> What you are asked to do
Copy out every line of the listing below word for word, but leave out the pictures.

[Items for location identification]
========================================================================
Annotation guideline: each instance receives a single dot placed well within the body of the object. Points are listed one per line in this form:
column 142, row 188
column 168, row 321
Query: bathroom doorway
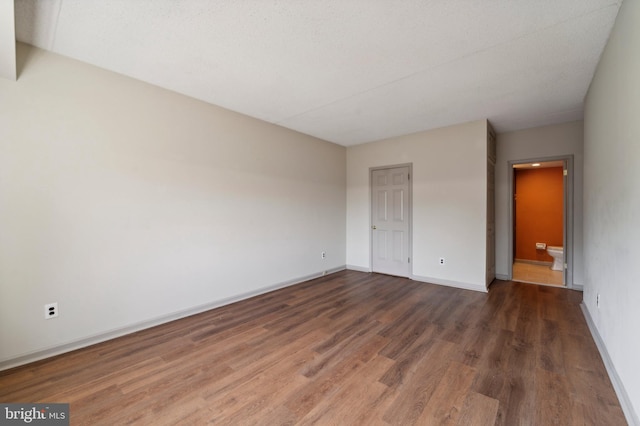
column 539, row 251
========================================================================
> Result for this exercise
Annotation guideline: each instance receives a single dot placed well within the body of the object. Points are listed one per line in this form:
column 142, row 188
column 168, row 321
Query: bathroom doorway
column 539, row 251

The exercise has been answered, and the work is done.